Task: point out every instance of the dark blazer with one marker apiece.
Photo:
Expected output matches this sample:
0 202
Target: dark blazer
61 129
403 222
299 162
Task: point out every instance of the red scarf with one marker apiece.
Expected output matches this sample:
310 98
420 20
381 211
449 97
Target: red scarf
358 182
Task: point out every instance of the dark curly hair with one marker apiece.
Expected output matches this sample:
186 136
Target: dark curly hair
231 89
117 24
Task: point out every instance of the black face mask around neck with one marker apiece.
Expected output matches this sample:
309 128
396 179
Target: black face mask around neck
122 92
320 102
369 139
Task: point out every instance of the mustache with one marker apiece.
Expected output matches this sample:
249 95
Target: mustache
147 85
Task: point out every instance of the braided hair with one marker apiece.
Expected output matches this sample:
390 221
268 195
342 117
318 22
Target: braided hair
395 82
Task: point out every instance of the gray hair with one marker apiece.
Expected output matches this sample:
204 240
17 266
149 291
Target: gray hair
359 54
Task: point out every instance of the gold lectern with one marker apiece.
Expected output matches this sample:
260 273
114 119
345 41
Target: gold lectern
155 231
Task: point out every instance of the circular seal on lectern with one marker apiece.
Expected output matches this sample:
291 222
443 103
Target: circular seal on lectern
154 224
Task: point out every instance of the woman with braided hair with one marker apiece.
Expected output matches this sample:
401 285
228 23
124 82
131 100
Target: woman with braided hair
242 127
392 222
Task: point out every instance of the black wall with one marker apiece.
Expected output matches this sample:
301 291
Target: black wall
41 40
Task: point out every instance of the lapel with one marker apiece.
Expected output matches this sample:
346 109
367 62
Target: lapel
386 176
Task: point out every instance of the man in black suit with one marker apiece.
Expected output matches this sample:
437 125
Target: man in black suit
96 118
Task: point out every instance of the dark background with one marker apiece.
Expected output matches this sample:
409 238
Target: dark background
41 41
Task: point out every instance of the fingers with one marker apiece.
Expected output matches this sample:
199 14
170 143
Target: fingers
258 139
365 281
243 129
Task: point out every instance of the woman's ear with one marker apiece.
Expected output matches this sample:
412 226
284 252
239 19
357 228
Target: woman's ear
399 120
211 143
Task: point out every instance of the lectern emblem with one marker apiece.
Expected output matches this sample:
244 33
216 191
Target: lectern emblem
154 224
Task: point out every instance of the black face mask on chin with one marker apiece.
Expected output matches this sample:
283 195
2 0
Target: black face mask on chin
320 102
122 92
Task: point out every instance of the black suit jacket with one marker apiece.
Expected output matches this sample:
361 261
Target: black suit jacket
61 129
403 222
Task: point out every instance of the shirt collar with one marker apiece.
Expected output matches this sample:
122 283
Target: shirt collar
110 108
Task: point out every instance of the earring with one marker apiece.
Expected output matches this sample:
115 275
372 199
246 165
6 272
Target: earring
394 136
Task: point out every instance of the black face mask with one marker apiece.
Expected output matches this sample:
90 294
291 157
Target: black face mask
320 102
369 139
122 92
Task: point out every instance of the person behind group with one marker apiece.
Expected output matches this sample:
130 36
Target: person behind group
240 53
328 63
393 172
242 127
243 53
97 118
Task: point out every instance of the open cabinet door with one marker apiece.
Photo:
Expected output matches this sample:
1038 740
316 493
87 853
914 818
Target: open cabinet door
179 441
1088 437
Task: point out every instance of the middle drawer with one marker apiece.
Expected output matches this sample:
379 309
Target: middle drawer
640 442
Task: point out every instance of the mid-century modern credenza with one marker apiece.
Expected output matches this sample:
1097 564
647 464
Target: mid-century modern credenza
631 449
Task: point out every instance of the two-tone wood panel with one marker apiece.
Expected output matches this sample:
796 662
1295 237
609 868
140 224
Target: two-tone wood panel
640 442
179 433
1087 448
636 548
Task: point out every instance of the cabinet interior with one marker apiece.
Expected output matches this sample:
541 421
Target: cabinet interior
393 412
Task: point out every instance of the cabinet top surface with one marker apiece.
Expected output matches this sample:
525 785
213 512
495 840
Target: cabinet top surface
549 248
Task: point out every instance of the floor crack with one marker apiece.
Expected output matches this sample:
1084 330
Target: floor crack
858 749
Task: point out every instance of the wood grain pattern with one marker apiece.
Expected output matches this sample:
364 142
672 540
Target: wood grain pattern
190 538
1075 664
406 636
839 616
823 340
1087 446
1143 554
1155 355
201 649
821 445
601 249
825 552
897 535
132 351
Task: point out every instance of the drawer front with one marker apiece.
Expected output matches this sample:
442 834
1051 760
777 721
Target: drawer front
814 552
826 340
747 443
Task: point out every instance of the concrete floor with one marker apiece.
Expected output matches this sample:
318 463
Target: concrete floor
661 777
════════════════
> _EXERCISE_
Type out the entire listing again, matching every line exactly.

> _PROBLEM SOLUTION_
Task: point out every instance of the dark blazer with one marker apiece.
Photo:
Expected output matches this sample:
0 202
Target: dark blazer
61 129
403 222
299 162
Task: point out every instance of the red scarf with one marker apiece.
Expected output matches this sample:
310 98
420 20
381 211
449 97
Target: red scarf
358 182
Task: point out every instance of the dark curly hair with one marker apiece.
Expected output matches this sample:
186 136
Target: dark curly hair
231 89
117 24
Task: point out every instance of the black face mask around neck with one marker apiece.
Expected output matches this sample:
309 128
396 179
Target: black face mask around neck
122 92
320 102
369 139
Task: point out every instance of the mustache with one marker apiece.
Expected output matches this sample:
249 95
Target: mustache
147 85
Task: point out every instance of the braided hair with one marker apiece.
Expected output matches this sample:
390 221
268 195
342 117
318 22
Target: braided hair
395 82
Task: point out every instance of the gray hair with one marker apiece.
Expected output matches this sample:
204 240
17 266
149 291
Target: gray hair
359 54
Task: point out every instance of the gold lectern with one marker apiece.
Expected output matches this sample:
260 273
114 119
345 41
Target: gold lectern
155 231
Task: point out every instance of the circular seal on lectern with one marker apiece.
Expected output matches this sample:
291 222
443 103
Target: circular seal on lectern
154 224
Task: point out every instance of the woman with braided hair with one marker apiece.
Expected output matches this sample:
401 285
228 23
124 82
131 100
Target: woman with braided hair
242 127
392 222
Task: point out every instance of the black wall with one marker apiece.
Expected output matches this sample:
301 291
Target: black wall
41 40
Task: point out every instance of the lapel with one marker apiece.
Expected output matches this sample:
346 109
367 62
Target: lapel
386 176
Task: point out every instance of the man in black suit with one marker apiece.
Expected output matches this sample:
437 125
Target: man in black suit
96 118
Task: point out every instance of the dark background with one marker apiece.
Expected output matches this sample:
409 238
Target: dark background
41 41
Task: point out every instance of the fingers with one marker apiece.
Expected output matches this sample:
199 14
170 143
Target: fingers
258 139
365 281
243 129
Task: point out every instance of the woman's ear with one marker apiece.
Expected output matches this sample:
412 226
284 252
239 19
357 228
Target: woman's ear
399 120
211 143
Task: point out every instance of the lectern emblem with one marker apiece.
Expected output matches this sample:
244 33
216 191
Target: lectern emblem
154 224
Task: point out every instance of the black face mask on chin with one marker apiece.
Expected output matches this sample:
283 195
2 0
Target: black face mask on chin
320 102
122 92
Task: point out every instance of the black suit jacket with one marker apiece.
Expected output matches this sample:
361 261
Target: black suit jacket
61 129
403 222
Task: point out every instance of the shirt collar with one marker apiece.
Expected output matches this sample:
122 283
Target: shirt collar
110 108
Task: point out every instance of the earring with one marker apiece.
Expected output matches this sample:
115 275
372 199
246 165
6 272
Target: earring
394 136
Task: point out every instance of the black face mask with one marker apiece.
Expected output matches this sample:
90 294
291 157
Target: black face mask
320 102
369 139
122 92
Task: point out every instance of the person behind group with one marker apiece.
Expected output matches this sample:
130 36
Target: person behind group
240 53
328 63
393 172
242 127
243 53
97 118
Task: point out every instance of the open cabinet door with one marker apiece.
Photo:
Expected output matches this sample:
1038 740
316 493
87 853
914 818
Target: open cabinet door
179 441
1088 437
Task: point out every instance of the middle drawer with one marker apiece.
Expected output matches this sample:
379 309
Target: middle drawer
640 442
Task: point out every instance of the mid-century modern credenza with one marker apiece.
Expected output matches this sample:
1097 564
647 464
Target: mid-century modern credenza
631 449
Task: point out every instance of the two-tone wood panel with one marker apiece.
Expected output matches this sample:
796 662
1295 237
609 868
140 224
Target: two-tone wood panel
640 442
179 433
1087 448
636 548
Task: point out every instance of the cabinet interior with one marker apiece.
Expected output matches this sample:
541 421
Target: cabinet interior
393 412
Task: point out every instance of the cabinet top surface with one marker apiece.
Expected output matches this sample:
525 785
213 512
495 840
Target: cabinet top surface
549 248
Task: point out every instance of the floor crack with one marker apiece.
Expected output matches this sample:
1084 330
Target: floor crack
858 749
Task: point out every instance of the wood grain pattern with one marker apiece.
Expected output matches this sample:
364 142
672 540
Target: wood grain pattern
190 538
1075 664
406 636
839 616
823 340
1087 446
1143 554
1155 355
201 649
821 445
601 249
825 552
897 535
132 351
Task: point out every instance of the drawer front with one marker apiece.
Expected output matches this sample:
442 834
1051 760
777 721
Target: drawer front
814 552
826 340
747 443
Task: point out every instance of the concrete floor with one marker apiece.
Expected output matches this sample:
318 463
Target: concrete floor
661 777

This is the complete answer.